Available data: Begin
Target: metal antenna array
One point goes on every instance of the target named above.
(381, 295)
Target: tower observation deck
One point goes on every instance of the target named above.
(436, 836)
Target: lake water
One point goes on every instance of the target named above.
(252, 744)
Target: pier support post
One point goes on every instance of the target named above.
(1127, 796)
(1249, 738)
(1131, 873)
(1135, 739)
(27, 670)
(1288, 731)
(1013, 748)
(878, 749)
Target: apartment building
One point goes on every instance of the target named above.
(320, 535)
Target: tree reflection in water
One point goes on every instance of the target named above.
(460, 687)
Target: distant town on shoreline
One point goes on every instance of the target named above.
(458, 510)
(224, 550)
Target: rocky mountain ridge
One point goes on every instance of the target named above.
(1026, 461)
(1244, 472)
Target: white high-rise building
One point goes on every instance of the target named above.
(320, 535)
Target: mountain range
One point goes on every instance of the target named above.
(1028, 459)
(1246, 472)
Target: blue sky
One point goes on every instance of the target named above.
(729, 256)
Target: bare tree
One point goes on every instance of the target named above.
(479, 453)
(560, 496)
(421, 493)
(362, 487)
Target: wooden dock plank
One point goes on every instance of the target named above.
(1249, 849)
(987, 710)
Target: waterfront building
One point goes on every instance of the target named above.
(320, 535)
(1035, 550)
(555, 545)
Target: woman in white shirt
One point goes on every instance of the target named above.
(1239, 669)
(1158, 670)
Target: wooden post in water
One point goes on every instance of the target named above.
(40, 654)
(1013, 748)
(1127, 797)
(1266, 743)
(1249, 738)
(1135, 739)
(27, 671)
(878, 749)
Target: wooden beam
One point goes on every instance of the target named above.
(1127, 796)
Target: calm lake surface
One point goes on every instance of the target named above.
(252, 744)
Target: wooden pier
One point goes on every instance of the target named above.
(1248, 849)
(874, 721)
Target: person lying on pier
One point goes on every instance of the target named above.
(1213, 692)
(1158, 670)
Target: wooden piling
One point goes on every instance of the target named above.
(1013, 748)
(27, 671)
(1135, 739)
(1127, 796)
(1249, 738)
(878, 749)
Available data: End
Work instructions:
From the entries above, show each line that includes the string "lake".

Exercise result:
Target: lake water
Target: calm lake surface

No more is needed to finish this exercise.